### BRANO SCELTO

Ambascerie

Ambascerie – Attività (1453-1645) delle ambascerie turche a Venezia.
Dai problemi di confine al riscatto degli schiavi

Ambascerie. La capitale dell’occidente
che ricevette il maggior numero
di ambascerie dall’impero ottomano
fu certamente Venezia.

Qui ne giunsero circa 150
fra il 1384 e la fine
della Repubblica (1797).

Ben 140 di esse
si concentrarono
nei due secoli
dalla conquista turca
di Costantinopoli
all’inizio della guerra
di Candia (1453-1645).

L’elevato numero di missioni,
peraltro con caratteristiche
e finalità diverse,
si spiega, in pratica
per due motivi:

da un lato, con l’assenza
di una stabile rappresentanza
dell’impero nella città adriatica
(infatti soltanto
dalla fine del Settecento
i sultani cominciarono ad avere
rappresentanti fissi all’estero);

dall’altro lato,
con l’intensità
e, soprattutto
con la complessità
dei rapporti
fra i due Stati.

Tali rapporti, in pratica,
raggiunsero
la loro massima rilevanza
da quando i turchi
conquistarono la capitale
dell’impero bizantino

e, di conseguenza,
affermarono la loro posizione
di superpotenza mediterranea,

Infine, tali rapporti
si prolungarono fino a quando
la lenta ma progressiva decadenza
di Venezia spinse i turchi
a toglierle anche l’isola di Candia
e a trascurarla, dopo di allora,
nell’insieme della loro politica estera.

Le missioni a Venezia,
affidate di volta in volta
a personaggi
di diverso livello gerarchico
(non vi era, infatti,
una diplomazia «di ruolo»),
ebbero ciascuna una specifica finalità.

Finalità che variavano,
in conseguenza alle alterne vicende
dei rapporti politico-diplomatici
fra l’impero e la repubblica, o anche
con problemi e motivazioni occasionali,
come, ad esempio, la tutela di sudditi turchi
o interessi ed esigenze commerciali.

Ricevere un inviato
del Gran Signore,
come suonava allora
il titolo del sultano,
per Venezia, era in effetti
un onore e, allo stesso tempo,
un impegno.

Da un lato, un riconoscimento
della propria
importanza internazionale
ed un’occasione
al fine di consolidare
le proprie privilegiate posizioni
in Levante.

### VOCI DEL DATASET
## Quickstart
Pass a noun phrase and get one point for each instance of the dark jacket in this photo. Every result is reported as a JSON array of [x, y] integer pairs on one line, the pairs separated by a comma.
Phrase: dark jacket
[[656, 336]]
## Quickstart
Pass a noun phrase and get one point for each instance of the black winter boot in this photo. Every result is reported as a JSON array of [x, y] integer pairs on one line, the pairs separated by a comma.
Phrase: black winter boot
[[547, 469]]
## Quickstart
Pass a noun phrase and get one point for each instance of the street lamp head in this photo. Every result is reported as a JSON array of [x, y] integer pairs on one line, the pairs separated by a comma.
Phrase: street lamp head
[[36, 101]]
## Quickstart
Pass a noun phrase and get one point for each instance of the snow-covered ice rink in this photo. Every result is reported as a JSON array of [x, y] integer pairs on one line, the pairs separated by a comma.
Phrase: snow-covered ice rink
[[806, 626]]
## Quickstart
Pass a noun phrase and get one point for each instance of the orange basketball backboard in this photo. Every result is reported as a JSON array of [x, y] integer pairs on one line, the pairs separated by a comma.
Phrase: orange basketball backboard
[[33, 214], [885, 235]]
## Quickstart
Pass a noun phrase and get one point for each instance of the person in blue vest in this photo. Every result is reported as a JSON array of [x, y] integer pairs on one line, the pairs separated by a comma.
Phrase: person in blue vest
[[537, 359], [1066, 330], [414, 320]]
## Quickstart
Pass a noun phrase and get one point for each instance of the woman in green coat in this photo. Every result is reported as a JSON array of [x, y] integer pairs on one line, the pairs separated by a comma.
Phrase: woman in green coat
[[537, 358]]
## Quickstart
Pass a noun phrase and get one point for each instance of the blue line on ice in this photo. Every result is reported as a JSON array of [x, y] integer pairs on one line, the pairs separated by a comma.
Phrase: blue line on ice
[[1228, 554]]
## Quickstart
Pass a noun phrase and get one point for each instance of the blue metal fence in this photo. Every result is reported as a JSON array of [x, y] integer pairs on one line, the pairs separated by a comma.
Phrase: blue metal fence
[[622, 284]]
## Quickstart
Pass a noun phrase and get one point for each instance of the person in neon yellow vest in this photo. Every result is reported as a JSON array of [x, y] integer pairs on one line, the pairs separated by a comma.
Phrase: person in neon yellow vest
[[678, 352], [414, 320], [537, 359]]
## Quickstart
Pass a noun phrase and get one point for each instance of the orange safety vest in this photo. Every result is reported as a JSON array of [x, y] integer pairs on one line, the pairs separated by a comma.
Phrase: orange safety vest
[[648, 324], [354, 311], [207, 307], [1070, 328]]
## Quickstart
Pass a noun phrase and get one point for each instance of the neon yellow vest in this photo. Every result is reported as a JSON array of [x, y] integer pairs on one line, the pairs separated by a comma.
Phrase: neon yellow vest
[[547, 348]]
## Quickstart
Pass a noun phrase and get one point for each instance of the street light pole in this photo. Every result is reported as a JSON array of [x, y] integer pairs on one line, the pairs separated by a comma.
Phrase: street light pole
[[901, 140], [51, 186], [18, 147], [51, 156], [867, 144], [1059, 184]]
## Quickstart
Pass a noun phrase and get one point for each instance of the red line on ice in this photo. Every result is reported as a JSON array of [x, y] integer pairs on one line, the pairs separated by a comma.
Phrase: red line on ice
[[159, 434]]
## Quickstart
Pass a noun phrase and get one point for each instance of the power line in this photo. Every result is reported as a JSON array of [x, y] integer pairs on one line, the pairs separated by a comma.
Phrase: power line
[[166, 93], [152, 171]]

---

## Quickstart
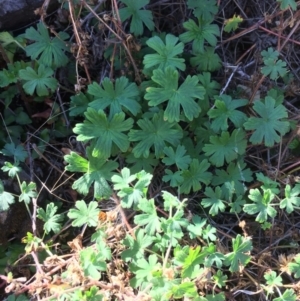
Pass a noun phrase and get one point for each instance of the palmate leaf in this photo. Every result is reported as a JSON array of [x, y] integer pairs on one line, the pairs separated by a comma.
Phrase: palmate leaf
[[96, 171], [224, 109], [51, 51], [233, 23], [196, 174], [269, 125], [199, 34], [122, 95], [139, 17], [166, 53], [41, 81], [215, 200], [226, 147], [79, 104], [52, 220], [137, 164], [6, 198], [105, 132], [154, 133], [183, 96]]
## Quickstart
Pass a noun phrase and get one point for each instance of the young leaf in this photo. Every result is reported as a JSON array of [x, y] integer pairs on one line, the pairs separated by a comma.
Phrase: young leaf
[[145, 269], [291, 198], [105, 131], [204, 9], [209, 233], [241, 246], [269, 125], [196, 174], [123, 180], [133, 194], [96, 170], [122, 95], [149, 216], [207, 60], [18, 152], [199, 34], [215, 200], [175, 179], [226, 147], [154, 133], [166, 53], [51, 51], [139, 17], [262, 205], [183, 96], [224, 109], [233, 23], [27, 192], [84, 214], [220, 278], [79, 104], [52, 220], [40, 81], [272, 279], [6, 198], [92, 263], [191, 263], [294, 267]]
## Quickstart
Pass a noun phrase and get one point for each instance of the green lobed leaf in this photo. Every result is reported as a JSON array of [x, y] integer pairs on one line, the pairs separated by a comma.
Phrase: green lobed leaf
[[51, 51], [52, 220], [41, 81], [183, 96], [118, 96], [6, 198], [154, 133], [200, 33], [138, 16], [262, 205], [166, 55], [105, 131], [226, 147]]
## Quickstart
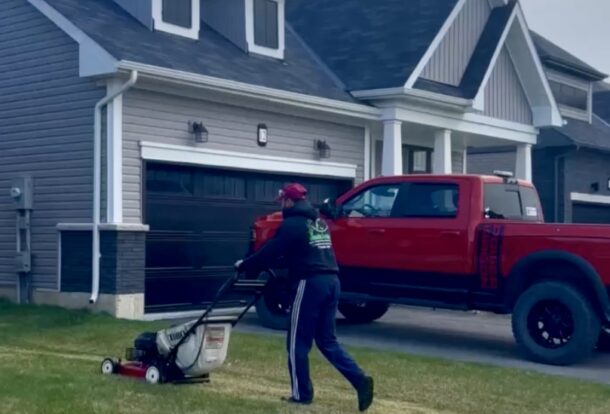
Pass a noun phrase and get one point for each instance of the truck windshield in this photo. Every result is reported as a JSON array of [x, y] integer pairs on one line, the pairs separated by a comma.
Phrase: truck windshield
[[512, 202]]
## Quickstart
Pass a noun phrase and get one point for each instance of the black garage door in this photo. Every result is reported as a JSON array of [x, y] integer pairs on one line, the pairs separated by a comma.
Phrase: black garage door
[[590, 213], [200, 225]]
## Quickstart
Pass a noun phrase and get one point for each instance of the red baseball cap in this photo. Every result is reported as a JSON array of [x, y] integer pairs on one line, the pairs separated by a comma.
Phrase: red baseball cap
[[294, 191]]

==

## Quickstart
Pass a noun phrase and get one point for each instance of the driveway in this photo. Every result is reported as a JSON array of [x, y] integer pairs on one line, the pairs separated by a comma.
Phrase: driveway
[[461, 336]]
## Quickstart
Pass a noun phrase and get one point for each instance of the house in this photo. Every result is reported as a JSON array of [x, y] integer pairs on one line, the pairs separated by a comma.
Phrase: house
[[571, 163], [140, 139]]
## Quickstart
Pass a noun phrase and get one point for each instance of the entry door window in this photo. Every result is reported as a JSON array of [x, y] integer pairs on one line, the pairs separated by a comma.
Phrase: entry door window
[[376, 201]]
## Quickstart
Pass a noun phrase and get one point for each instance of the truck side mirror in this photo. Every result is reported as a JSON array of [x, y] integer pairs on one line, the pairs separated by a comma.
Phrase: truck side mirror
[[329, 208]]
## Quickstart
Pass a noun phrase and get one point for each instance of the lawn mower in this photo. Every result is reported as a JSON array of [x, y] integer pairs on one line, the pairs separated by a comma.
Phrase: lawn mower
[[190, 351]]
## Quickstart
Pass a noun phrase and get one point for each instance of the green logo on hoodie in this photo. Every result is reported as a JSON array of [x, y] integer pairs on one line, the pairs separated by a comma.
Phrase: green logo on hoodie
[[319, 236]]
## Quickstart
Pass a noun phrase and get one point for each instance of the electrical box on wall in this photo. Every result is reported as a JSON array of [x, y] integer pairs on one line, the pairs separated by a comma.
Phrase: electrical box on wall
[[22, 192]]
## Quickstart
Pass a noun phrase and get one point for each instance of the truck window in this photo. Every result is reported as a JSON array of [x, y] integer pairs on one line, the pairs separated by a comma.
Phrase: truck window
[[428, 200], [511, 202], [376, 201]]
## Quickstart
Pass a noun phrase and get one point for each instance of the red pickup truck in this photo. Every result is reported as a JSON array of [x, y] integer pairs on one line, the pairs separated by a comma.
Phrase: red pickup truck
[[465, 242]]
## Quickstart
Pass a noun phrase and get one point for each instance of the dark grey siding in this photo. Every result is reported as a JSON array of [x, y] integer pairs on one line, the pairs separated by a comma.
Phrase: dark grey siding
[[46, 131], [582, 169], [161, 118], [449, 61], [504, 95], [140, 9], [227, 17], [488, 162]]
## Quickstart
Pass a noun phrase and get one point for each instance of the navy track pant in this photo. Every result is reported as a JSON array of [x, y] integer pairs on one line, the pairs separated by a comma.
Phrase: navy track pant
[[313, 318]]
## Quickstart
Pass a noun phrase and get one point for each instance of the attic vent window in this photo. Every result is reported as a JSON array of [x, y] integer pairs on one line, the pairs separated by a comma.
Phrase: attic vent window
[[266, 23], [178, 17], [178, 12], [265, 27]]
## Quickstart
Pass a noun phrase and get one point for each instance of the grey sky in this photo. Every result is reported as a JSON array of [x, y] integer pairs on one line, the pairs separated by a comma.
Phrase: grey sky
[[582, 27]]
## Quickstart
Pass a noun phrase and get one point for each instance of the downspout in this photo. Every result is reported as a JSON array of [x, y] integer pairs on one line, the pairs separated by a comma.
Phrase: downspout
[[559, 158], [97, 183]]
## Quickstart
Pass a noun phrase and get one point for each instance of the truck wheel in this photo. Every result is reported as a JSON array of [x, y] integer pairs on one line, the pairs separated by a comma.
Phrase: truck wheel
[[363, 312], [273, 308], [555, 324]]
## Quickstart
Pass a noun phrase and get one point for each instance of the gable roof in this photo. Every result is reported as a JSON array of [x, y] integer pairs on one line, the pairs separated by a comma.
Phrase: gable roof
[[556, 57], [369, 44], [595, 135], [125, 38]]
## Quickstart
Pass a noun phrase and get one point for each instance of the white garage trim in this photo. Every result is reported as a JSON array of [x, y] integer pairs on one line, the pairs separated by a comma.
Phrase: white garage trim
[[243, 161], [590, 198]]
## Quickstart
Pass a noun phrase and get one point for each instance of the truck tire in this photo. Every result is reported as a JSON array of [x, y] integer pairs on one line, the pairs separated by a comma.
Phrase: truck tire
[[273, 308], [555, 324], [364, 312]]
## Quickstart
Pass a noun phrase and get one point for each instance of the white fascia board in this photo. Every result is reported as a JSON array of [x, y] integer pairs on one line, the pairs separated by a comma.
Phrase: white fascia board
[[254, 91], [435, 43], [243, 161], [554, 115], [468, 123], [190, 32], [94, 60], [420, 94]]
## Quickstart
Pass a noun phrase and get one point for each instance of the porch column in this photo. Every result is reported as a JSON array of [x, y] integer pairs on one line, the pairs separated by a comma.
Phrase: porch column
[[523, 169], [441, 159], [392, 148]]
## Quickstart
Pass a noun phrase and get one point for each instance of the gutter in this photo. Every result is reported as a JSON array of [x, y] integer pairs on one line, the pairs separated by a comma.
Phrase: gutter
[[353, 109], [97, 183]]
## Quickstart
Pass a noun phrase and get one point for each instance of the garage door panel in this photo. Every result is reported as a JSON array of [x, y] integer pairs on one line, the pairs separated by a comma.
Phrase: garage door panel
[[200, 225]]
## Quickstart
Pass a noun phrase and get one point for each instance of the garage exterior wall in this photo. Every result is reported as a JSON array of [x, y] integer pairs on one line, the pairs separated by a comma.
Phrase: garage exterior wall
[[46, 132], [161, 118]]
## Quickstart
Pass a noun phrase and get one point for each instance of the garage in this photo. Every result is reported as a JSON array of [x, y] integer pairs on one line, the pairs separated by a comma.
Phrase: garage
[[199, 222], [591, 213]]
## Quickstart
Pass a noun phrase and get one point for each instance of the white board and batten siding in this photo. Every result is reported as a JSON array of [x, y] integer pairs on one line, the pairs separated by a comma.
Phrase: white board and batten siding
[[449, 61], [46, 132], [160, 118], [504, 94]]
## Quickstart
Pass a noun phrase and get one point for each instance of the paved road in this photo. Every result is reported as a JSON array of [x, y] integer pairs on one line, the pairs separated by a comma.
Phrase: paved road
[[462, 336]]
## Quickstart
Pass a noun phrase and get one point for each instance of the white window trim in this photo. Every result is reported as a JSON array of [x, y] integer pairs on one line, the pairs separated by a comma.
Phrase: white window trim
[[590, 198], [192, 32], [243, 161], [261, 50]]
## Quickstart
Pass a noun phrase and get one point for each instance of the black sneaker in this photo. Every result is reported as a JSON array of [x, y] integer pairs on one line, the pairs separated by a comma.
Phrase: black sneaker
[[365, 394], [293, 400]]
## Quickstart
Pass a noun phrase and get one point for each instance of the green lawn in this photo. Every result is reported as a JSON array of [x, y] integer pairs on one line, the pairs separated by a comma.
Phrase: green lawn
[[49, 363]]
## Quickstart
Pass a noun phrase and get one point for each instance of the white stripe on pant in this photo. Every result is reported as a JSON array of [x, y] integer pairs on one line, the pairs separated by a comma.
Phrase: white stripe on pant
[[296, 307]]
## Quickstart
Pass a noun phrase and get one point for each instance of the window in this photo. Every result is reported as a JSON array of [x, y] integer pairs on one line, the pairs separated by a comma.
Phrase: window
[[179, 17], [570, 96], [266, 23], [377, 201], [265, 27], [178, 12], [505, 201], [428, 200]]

### COSA SI CHIEDE
a - Secondo il brano sulle ambascerie turche a Venezia, quante ambascerie giunsero a Venezia fra il 1384 e la fine della Repubblica?
b - Ricopia il brano sulle ambascerie turche a Venezia, a partire da "Dai problemi di" e giù fino a "fu certamente Venezia.".

### RISPOSTE COMPLETE
a - Circa 150.

b -
Dai problemi di confine al riscatto degli schiavi

Ambascerie. La capitale dell’occidente
che ricevette il maggior numero
di ambascerie dall’impero ottomano
fu certamente Venezia.